Getting used to life after Terezín must have been incredibly difficult, because you had spent most of your teenage years there.

“The only thing I knew was how to be with sheep, and there were no sheep anymore, so I had to finish my studies. I was nineteen – that means I was young enough to do it. And so in one year I had to do three years of grammar school to get to the University of Brno, where I studied English and Philosophy. And then I studied in Denmark as well.”

And for a short while, you also worked in the Czechoslovak Foreign Ministry in Prague.

“Yes. After my studies I was at the ministry, but it was in the bad fifties, so I had to leave it and I was in a printing house, Československý spisovatel.”

This was one of the big publishing houses in Czechoslovakia. In fact, you spent the rest of your career with books and writers.

“Now they are classics, but I knew them as my authors. Writers like Vladimír Neff and František Kožík and Eduard Petiška and others, who are now classics. But I’m sorry that many of the new generation don’t know them. I loved my work as an editor.”

Terezín concentration camp,  photo: Gerald Schubert
As an editor, you were reading books and preparing them for publication. Was that difficult, given the ever-shifting political climate during the communist period – when you never quite knew who would be in fashion or who would suddenly be banned as a writer?

“It was difficult, but it was not so black-and-white. You had friends, and it was not so easy, of course, but I never wanted to emigrate.”

And you married and had a son…

“I married a young biologist, but I was very happily divorced after three years! I’ve got an only son, who was always a very good child, I must say. He studied law.”

You had lost most of your family during the Second World War, and then in 1980 your son went into exile in Britain, at a time when it was quite possible that you would never be able to see him again. That must have been a very difficult time for both of you.

“It was very difficult.”

Did you know about his decision?

“I did know about it, even though I couldn’t tell anybody. I didn’t see any future for him here, because we didn’t know that communism would come to an end. I was crying, but I thought it would be much better for him. But since the Velvet Revolution he has been coming here and he is both a Czech and English lawyer. So he’s partly here and partly there, and everything is alright.”

You mentioned that you knew a lot of writers. One Czech writer who was a friend of yours was Václav Havel.

--------------------------------------------------

### THINGS TO DO
a: In the interview about life after Terezín, which subjects did the speaker study at the University of Brno?
b: Carry the interview about life after Terezín forward from its last line.
The entries that come next have nothing to do with the interview.

### MATERIAL PROVIDED
--------------------------------------------------

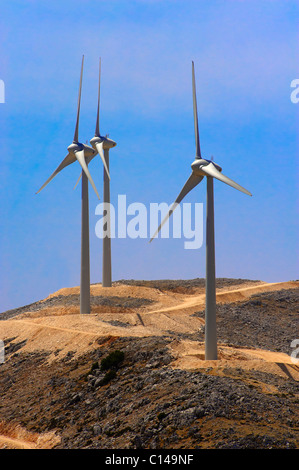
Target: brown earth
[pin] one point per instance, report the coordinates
(51, 396)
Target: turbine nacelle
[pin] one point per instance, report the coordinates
(78, 147)
(199, 163)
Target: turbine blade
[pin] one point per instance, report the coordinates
(78, 106)
(211, 170)
(98, 112)
(65, 162)
(190, 184)
(88, 160)
(197, 143)
(101, 153)
(81, 159)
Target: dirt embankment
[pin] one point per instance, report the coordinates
(164, 394)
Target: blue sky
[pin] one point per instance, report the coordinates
(245, 54)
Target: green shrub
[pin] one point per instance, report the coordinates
(113, 360)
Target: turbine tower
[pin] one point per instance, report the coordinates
(83, 153)
(102, 145)
(202, 167)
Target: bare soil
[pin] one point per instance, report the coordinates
(163, 394)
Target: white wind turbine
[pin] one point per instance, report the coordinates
(102, 145)
(83, 153)
(202, 167)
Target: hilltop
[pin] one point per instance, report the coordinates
(162, 394)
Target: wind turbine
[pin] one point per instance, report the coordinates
(102, 145)
(202, 167)
(83, 153)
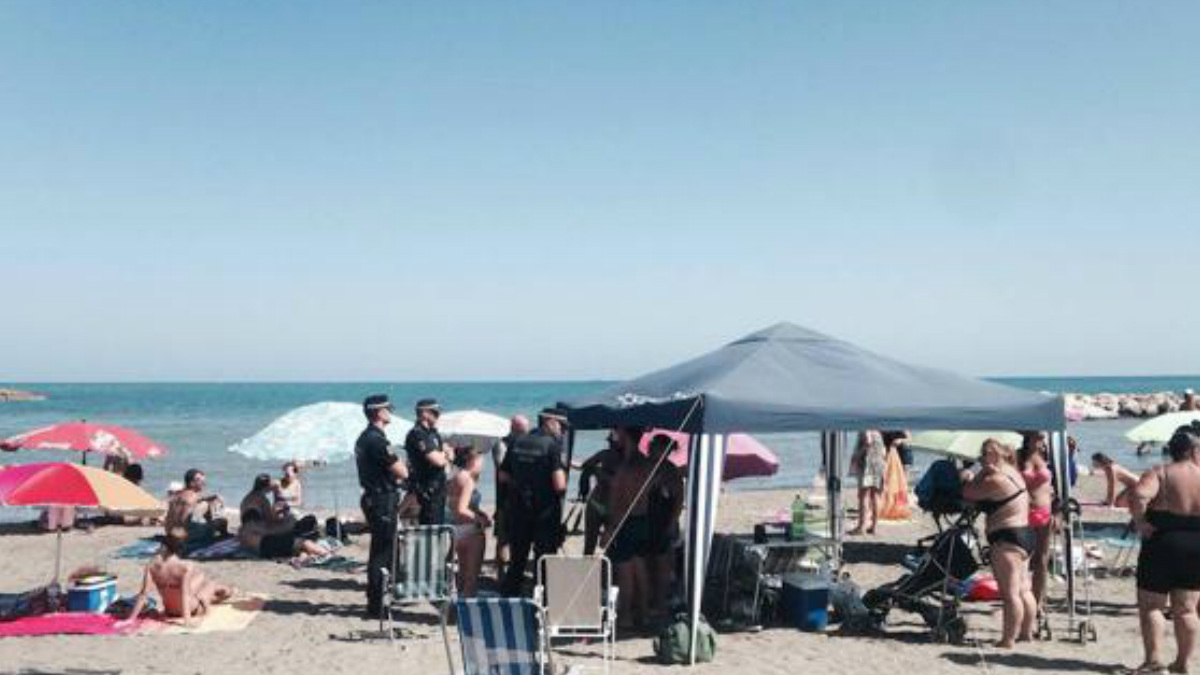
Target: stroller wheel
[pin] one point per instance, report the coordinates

--------------------------------------------------

### ANSWERS
a: English and Philosophy.

b:
“I did know Havel very well. Nobody recognised him in my publishing house because he had grown his moustache for the first time.”

Would it have been a problem if people had recognised him at that time?

“I think there would have been a problem. I even knew Milan Kundera, and that would have been a problem as well. I was a friend of his since our days in Brno. I knew all the writers. Because I had been in the concentration camp, I was able to stay there in the publishing house, but I could never get out of our country. When my auntie died in 1983 in London, of course I wanted to go to her funeral, so I had to be pensioned if I wanted to be allowed to go to England. Those of us who had been in concentration camps could retire earlier than others, so I was freshly retired when I went there.”

But I can’t image you as being really retired…

“I never retired, but formally I did. Now I’m 91, so I’m retired!”

Terezín concentration camp
But I know that one thing you have continued to do tirelessly is to talk to people – to people of different generations and nationalities – about the things that you, your family and people you knew lived through in Terezín. Do you feel it is something you have to do, so that people will know what happened and so that it won’t happen again?

“I’m sure it’s necessary to tell the people. We have to tell them what fascism was like, what the Germans were like. I also travel to Germany, because I think it’s necessary to tell the young generation what happened and what their ancestors did, because many times I meet young German boys or girls whose grandfathers were in the SS. And these Germans – the old ones – they never speak about it. So I think it’s very necessary for the young to know what happened.”